(WHAT TO DO) All the data should come back exactly as it was given.

— start EXCERPTED DATA —

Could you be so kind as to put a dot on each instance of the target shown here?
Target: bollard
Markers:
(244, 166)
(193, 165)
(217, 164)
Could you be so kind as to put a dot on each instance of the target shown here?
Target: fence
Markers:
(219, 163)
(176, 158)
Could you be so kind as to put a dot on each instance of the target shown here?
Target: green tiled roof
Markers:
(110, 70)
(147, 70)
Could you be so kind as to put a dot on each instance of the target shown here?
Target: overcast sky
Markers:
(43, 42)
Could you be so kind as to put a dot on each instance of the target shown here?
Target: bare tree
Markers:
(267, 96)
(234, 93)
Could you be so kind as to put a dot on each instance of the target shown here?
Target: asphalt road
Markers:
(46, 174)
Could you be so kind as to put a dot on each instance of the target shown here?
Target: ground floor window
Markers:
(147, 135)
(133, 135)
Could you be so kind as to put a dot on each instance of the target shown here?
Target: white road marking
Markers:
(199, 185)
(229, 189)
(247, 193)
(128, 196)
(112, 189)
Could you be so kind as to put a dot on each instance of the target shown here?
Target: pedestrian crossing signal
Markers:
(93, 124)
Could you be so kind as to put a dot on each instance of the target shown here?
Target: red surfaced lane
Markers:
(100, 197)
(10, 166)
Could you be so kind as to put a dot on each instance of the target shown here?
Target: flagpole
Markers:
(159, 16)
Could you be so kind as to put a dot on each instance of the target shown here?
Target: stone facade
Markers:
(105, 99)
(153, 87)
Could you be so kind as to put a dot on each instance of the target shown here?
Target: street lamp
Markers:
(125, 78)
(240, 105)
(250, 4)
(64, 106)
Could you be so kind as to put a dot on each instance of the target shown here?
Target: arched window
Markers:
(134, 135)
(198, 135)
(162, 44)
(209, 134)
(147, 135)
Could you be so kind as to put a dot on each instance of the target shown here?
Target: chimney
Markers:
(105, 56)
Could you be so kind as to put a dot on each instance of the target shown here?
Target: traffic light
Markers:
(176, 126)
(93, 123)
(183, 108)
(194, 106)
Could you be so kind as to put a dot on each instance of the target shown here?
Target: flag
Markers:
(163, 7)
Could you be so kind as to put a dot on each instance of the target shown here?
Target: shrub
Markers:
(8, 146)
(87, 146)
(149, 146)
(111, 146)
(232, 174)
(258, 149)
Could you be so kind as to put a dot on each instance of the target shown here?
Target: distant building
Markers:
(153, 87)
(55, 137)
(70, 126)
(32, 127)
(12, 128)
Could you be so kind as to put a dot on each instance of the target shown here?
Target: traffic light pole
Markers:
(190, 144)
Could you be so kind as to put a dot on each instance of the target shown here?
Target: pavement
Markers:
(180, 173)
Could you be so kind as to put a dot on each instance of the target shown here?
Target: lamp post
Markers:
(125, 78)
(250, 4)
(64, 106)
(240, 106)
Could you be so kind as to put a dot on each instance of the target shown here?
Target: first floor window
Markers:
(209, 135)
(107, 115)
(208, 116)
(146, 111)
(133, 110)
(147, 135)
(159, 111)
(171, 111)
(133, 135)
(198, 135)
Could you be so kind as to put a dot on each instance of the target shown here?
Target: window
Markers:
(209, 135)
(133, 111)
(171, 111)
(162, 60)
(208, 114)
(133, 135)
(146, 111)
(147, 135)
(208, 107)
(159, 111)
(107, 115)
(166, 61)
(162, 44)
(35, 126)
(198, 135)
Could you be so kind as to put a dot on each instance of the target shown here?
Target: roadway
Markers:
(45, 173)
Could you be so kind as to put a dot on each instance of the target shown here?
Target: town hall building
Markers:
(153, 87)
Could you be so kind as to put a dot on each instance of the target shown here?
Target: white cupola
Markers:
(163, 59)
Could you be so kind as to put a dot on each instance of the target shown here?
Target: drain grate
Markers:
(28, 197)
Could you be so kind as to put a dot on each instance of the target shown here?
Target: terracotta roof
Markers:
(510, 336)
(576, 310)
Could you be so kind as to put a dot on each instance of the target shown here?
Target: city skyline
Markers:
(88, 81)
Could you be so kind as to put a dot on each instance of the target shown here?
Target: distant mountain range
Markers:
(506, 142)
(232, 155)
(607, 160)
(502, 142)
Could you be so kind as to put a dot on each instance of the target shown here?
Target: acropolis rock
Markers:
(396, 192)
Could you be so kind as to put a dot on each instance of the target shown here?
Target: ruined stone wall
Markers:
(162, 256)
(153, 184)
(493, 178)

— end EXCERPTED DATA —

(RESPONSE FOR THIS EXERCISE)
Could you be so kind as to put a dot on each instance of the target shown here?
Target: bollard
Markers:
(244, 166)
(193, 165)
(217, 164)
Could you be so kind as to put a dot on each instance of the target shown here?
Target: fence
Markers:
(219, 163)
(176, 158)
Could you be so kind as to put a dot on each instance of the target shown here?
Target: green tiled roof
Markers:
(110, 70)
(147, 70)
Could you be so kind as to put a dot on each instance of the target shown here?
Target: overcast sky
Markers:
(43, 42)
Could you be so kind as to put a dot on each instance of the target shown here?
Target: bare tree
Markers:
(267, 96)
(234, 93)
Could you be so kind as to put a dot on each instance of the target shown here?
Target: asphalt road
Markers:
(46, 174)
Could you be so kind as to put a dot on each instance of the target shown here?
Target: ground floor window
Markers:
(147, 135)
(133, 135)
Could you be so kind as to put a dot on each instance of the target shown here?
Target: white road marking
Markers:
(199, 185)
(229, 189)
(247, 193)
(128, 196)
(112, 189)
Could you be so kind as to put a dot on each instance of the target shown here?
Target: pedestrian crossing signal
Markers:
(93, 124)
Could you be so kind as to put a dot on each instance of the target shown here?
Target: red surfaced lane
Markers:
(100, 197)
(10, 166)
Could you be so kind as to put a dot on each instance of the target shown here?
Target: flagpole
Markers:
(159, 16)
Could you be so kind as to put a dot on each instance of the target shown here?
Target: stone facade
Markers:
(105, 99)
(153, 87)
Could you be so kind as to put a dot on each instance of the target shown here?
Target: street lamp
Markers:
(125, 78)
(240, 105)
(250, 4)
(64, 106)
Could you be so kind as to put a dot on each instance of the target shown here?
Target: arched window
Markers:
(134, 135)
(198, 135)
(162, 44)
(209, 134)
(147, 135)
Could you be so kind as to put a dot on each instance of the target shown here?
Target: chimney
Markers:
(105, 56)
Could you be so kind as to put a dot on each instance of the target shown here?
Target: traffic light
Markers:
(176, 126)
(93, 123)
(183, 108)
(194, 106)
Could you be so kind as to put a dot on each instance of the target shown here?
Target: flag
Markers:
(163, 7)
Could you be so kind as to put a dot on each instance of the target shown here?
Target: shrub
Markers:
(8, 146)
(87, 146)
(149, 146)
(111, 146)
(232, 174)
(258, 149)
Could you be so kind as to put a dot on each instance of the target shown here?
Target: distant building
Markers:
(153, 87)
(55, 137)
(70, 126)
(32, 127)
(12, 128)
Could you be so kind as to put a dot on each instance of the target shown here?
Target: traffic light pole
Markers:
(190, 144)
Could you be so kind as to put a dot on each instance of the target shown here?
Target: pavement
Markers:
(180, 173)
Could you be so kind as to put a dot on each instance of the target shown here?
Target: lamp post
Markers:
(125, 78)
(250, 4)
(64, 106)
(240, 106)
Could you be so kind as to put a dot on each instance of the target shown here?
Target: first floor window
Markers:
(209, 135)
(107, 115)
(208, 116)
(146, 111)
(133, 110)
(147, 135)
(159, 111)
(171, 111)
(133, 135)
(198, 135)
Could you be so kind as to put a dot on each instance of the target shown here?
Target: window
Markers:
(209, 135)
(133, 111)
(171, 111)
(162, 60)
(208, 114)
(133, 135)
(146, 111)
(147, 135)
(208, 107)
(159, 111)
(107, 115)
(166, 61)
(162, 44)
(35, 126)
(198, 135)
Could you be so kind as to put a dot on each instance of the target shown here?
Target: roadway
Markers:
(45, 173)
Could you be so kind as to put a dot on each instance of the target shown here?
Target: town hall building
Markers:
(153, 87)
Could you be so kind as to put a dot on each instance of the target shown here?
Target: white cupola
Markers:
(163, 59)
Could you be so kind as to put a dot on each instance of the target shown here?
Target: drain grate
Markers:
(28, 197)
Could you be so kind as to put a dot on each instance of the target shown here?
Target: terracotta roof
Markers:
(510, 336)
(576, 310)
Could you be so kind as to put a dot on each instance of the target shown here?
Target: city skyline
Markers:
(88, 81)
Could you be so kind as to put a dot on each instance of the target shown here?
Target: distant mountain range
Markers:
(506, 142)
(232, 155)
(607, 160)
(502, 142)
Could you be so kind as to put a dot on each instance of the target shown here?
Target: acropolis rock
Markers:
(396, 192)
Could you be so kind as to put a dot on each instance of the target shown here?
Target: ruined stone wall
Markers:
(162, 256)
(153, 184)
(493, 178)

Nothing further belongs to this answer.